Your goal.
Restate verbatim the span of lines below between the line with "Phrase -- white soccer ball" and the line with "Phrase -- short sleeve", including those two lines, and only that span.

Dataset excerpts.
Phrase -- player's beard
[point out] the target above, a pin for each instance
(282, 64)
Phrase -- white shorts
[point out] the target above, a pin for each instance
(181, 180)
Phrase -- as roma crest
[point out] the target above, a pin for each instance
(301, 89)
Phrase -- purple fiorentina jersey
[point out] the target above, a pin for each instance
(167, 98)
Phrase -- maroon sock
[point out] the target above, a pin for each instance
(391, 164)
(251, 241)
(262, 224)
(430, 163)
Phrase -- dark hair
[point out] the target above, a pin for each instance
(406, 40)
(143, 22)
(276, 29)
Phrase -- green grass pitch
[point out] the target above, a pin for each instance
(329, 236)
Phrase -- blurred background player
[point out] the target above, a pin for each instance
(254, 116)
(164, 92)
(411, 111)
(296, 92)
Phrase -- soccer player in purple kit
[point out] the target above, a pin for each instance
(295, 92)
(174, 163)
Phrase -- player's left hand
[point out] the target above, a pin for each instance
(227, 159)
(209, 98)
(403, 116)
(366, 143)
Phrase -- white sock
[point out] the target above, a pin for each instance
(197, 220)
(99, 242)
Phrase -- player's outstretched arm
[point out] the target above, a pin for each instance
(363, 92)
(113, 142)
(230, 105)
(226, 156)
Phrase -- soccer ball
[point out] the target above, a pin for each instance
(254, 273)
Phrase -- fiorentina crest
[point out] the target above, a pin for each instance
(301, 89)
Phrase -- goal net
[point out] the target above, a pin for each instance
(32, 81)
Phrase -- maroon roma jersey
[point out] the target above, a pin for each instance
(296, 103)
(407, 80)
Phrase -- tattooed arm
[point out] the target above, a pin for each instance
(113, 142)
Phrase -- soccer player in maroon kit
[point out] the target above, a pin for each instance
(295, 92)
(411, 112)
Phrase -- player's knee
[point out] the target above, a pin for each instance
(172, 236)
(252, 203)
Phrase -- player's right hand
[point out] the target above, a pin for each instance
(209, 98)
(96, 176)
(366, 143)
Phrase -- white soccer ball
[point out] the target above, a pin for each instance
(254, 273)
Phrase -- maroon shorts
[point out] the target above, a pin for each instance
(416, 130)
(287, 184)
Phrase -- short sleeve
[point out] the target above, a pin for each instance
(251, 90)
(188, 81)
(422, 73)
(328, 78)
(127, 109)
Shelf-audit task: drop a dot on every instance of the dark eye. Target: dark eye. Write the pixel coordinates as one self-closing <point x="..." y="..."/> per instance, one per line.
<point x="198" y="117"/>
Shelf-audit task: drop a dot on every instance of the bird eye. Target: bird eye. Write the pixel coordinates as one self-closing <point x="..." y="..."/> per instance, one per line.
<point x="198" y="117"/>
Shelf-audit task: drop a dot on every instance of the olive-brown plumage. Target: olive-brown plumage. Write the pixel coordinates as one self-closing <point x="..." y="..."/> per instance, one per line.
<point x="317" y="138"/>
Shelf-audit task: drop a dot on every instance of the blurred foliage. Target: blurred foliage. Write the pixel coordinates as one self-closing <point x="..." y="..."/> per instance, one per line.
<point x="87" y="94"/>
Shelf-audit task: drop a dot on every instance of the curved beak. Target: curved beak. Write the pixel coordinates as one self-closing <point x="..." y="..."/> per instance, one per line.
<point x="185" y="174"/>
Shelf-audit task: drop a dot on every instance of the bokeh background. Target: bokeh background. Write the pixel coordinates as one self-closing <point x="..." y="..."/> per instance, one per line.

Final answer.
Phrase -- white soccer ball
[point out] the target above, a pin for each instance
(254, 273)
Phrase -- maroon shorts
[point out] the target above, a pin for each instance
(416, 130)
(287, 184)
Phrase -- short sleeve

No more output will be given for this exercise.